> _Dataset rows_:
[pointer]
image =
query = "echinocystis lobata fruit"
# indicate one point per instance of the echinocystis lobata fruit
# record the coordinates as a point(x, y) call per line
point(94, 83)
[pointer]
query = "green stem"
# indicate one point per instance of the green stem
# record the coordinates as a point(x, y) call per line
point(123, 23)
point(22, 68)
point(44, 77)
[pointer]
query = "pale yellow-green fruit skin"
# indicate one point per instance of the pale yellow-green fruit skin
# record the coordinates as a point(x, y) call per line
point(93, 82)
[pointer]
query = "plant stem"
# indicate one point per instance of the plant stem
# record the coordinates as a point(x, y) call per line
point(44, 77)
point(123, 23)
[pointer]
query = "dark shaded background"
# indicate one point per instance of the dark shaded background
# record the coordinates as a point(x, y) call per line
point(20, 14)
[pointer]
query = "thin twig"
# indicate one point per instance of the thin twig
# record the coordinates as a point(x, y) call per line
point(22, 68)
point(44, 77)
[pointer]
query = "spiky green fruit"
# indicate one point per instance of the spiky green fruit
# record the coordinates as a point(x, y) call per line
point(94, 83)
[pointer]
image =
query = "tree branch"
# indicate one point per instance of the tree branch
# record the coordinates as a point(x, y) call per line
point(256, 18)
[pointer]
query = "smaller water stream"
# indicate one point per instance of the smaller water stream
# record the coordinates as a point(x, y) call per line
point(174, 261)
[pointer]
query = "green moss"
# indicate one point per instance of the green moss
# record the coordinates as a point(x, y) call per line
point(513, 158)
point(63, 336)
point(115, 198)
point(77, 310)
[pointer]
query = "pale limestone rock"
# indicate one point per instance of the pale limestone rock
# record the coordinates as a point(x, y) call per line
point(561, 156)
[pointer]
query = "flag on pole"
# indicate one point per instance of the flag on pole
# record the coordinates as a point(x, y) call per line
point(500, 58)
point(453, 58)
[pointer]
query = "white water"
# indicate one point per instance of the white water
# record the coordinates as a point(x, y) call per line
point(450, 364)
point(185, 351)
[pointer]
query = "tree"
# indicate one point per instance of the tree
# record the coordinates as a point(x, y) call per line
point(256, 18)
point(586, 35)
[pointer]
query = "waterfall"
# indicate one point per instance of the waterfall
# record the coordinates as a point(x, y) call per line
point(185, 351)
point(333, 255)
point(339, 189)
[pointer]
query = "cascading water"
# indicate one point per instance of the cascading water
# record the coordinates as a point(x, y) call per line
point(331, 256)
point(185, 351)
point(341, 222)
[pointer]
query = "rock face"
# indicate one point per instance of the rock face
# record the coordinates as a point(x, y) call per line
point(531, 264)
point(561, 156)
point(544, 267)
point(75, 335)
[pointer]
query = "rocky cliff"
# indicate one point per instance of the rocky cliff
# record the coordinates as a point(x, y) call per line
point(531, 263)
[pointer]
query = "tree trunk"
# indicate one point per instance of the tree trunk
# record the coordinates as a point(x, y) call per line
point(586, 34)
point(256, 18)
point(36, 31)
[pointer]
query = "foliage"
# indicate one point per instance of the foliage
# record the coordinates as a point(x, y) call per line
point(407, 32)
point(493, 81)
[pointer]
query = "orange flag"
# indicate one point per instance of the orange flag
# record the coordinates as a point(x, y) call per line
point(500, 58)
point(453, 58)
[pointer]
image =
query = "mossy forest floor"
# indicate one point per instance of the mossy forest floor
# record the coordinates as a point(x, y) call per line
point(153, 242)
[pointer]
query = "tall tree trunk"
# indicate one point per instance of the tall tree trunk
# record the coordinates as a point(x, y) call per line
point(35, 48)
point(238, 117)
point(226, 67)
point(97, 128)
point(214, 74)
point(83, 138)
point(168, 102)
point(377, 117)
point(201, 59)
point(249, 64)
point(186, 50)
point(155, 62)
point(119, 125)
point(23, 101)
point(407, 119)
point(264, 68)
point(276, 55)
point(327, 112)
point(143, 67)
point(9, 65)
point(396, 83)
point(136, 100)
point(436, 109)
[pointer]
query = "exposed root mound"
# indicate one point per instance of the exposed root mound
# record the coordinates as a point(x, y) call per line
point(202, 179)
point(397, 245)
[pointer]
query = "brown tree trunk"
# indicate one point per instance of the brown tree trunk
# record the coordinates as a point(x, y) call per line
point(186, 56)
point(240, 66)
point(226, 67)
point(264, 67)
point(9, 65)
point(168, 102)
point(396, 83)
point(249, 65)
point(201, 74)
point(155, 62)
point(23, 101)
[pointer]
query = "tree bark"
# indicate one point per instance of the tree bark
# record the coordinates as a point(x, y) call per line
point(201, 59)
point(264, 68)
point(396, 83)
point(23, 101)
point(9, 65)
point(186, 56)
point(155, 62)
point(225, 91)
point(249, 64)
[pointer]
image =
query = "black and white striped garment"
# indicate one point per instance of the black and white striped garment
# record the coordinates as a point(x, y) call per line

> _What you need to do_:
Please pull out every line in the rows above that contains the word "foliage", matching case exactly.

> _Worked solution_:
query = "foliage"
# indicate one point per instance of the foliage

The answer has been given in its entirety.